• _INSTRUCTIONS TO FOLLOW_
Say how many lines of the records include the string "below". Nothing else belongs in the answer.

Region pointing data

.....

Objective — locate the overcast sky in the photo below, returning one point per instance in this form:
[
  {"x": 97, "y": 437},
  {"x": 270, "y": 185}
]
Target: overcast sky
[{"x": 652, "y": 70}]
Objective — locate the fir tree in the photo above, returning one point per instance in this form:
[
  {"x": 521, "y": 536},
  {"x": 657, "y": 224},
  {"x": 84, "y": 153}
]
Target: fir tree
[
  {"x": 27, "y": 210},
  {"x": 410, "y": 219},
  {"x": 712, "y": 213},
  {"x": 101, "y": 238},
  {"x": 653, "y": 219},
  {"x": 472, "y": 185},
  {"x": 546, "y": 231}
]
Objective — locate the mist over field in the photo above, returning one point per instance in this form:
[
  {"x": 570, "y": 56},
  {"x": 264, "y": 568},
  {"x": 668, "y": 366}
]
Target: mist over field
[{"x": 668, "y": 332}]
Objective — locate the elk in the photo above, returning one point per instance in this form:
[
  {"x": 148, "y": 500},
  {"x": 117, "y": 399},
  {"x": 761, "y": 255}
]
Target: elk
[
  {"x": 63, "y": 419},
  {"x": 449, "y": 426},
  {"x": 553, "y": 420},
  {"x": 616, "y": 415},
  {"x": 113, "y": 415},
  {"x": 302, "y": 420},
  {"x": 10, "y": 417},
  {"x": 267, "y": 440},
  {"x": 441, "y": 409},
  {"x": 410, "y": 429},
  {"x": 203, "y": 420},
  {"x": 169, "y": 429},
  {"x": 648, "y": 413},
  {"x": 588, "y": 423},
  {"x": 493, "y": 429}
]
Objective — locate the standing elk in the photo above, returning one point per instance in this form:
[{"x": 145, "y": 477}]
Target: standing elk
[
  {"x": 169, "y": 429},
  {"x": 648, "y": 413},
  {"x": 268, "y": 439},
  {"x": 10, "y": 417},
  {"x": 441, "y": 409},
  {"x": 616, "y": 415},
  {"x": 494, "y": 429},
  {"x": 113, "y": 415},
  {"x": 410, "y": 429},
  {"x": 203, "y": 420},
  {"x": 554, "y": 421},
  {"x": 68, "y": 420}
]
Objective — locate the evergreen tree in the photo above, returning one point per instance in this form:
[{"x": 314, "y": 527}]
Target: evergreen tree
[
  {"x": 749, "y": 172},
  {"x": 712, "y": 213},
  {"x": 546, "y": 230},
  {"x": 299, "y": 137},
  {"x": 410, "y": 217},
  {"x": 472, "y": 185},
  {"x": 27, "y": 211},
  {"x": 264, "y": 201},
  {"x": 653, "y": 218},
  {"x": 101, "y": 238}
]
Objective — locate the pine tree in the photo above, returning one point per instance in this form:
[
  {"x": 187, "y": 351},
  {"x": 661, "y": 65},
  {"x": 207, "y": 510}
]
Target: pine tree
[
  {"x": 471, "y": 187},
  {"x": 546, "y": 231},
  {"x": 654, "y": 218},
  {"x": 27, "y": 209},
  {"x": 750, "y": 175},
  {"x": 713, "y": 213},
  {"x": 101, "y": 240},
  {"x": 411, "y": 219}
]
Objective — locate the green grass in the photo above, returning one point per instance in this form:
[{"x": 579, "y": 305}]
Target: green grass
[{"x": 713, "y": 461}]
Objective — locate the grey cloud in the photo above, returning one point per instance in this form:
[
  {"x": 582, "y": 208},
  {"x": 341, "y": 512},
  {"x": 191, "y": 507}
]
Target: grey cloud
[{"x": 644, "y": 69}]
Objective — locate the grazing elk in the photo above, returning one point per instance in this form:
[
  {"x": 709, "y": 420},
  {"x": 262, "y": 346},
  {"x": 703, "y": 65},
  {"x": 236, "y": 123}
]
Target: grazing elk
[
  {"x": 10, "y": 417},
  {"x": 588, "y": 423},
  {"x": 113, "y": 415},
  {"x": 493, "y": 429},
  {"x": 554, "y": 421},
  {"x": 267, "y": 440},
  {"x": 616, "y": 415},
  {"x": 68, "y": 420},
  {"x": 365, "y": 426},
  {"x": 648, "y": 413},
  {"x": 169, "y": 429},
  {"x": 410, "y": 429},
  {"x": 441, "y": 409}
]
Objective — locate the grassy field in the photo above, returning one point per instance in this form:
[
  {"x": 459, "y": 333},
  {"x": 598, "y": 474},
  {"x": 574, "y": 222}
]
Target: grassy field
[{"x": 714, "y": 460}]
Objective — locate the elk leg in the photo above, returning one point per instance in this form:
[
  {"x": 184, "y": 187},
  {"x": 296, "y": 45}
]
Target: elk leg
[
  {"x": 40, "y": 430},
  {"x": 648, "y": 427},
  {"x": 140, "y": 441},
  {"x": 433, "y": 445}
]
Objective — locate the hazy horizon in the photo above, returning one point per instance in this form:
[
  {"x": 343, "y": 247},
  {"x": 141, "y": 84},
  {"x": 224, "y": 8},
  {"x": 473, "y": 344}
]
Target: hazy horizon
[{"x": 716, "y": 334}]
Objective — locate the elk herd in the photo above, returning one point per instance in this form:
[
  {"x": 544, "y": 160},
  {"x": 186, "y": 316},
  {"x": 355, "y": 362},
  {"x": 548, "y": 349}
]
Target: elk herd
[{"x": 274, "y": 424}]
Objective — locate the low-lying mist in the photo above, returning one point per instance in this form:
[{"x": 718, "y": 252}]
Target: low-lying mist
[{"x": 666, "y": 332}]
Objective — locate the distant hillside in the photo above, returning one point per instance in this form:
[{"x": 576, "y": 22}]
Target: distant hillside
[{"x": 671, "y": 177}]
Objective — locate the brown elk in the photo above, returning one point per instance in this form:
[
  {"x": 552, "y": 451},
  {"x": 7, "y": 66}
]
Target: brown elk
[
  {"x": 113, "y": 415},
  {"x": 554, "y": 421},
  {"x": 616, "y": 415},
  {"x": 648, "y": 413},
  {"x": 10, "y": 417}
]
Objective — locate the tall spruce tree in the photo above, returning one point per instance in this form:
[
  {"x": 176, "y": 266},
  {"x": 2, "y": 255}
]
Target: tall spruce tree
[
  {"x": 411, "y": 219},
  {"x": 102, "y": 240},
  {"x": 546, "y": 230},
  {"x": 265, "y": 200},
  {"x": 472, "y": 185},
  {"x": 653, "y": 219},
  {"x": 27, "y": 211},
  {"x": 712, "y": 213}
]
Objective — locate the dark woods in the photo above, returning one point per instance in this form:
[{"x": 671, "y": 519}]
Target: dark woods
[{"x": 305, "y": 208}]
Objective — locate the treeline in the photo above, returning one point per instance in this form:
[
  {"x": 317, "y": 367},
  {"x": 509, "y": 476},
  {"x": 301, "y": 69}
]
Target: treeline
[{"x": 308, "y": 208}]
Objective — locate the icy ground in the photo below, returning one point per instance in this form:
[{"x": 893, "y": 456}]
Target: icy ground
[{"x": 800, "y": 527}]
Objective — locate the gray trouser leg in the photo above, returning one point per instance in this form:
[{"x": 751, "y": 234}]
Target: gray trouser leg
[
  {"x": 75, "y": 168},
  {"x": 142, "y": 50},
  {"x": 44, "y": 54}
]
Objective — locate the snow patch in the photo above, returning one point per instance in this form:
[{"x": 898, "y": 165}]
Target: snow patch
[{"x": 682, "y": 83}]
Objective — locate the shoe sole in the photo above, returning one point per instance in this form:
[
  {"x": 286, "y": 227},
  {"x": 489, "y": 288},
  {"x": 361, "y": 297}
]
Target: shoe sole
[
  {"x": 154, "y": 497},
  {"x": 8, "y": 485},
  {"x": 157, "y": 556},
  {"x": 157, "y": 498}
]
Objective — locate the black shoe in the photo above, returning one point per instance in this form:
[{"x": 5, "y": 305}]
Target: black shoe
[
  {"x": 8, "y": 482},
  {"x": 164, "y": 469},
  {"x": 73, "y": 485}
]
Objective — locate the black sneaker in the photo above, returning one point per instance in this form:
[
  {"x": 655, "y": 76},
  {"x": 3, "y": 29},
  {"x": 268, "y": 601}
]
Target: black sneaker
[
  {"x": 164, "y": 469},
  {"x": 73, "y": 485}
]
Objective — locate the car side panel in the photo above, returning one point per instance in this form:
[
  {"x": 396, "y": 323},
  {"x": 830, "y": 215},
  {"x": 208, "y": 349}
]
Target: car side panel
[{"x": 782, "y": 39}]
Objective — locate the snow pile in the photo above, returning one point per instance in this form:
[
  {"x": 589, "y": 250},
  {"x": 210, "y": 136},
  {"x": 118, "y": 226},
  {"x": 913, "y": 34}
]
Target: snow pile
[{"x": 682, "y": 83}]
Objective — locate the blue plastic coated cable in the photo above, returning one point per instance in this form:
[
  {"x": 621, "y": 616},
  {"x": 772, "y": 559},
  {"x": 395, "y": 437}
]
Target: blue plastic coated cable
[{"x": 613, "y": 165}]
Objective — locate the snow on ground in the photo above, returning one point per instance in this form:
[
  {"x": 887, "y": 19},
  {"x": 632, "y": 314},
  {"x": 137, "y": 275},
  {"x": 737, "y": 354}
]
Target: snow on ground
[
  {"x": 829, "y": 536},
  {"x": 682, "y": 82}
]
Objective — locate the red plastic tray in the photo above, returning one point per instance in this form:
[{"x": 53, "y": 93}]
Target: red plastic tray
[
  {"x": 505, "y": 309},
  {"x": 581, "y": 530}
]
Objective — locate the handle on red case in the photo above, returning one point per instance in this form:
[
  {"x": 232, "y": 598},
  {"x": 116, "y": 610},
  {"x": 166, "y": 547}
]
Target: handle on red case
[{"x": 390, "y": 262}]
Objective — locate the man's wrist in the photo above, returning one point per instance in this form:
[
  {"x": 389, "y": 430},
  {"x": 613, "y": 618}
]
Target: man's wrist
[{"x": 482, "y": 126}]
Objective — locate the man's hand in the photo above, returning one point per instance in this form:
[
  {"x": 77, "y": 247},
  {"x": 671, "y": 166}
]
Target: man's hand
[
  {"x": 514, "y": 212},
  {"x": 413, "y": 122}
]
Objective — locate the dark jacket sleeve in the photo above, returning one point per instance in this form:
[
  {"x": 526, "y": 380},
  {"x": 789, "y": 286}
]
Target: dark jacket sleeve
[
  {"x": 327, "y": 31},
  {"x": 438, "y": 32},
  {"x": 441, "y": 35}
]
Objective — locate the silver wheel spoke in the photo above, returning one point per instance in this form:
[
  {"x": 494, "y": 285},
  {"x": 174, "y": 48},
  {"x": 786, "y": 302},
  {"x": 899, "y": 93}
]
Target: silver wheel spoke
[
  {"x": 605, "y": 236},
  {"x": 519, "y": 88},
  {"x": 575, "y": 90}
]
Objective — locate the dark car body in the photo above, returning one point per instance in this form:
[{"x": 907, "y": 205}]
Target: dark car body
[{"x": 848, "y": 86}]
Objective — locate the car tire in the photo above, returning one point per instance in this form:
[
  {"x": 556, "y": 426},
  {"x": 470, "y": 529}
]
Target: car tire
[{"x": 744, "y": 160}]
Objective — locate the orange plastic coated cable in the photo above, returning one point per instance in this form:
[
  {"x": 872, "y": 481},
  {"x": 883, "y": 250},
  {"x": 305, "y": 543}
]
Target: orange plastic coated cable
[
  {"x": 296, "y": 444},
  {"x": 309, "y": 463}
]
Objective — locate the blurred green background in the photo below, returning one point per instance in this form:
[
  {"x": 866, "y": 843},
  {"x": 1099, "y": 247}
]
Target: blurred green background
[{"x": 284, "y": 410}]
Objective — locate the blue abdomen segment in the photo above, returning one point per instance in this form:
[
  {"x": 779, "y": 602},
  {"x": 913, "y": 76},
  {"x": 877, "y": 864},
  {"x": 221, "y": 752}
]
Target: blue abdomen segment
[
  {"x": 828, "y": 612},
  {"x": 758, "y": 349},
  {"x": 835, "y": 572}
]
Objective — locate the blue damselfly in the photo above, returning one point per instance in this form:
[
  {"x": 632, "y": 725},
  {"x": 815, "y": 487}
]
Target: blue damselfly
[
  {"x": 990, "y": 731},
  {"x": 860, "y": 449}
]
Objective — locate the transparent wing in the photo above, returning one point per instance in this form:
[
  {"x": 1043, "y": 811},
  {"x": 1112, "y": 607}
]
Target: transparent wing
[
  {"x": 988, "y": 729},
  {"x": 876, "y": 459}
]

.....

• _RESPONSE_
3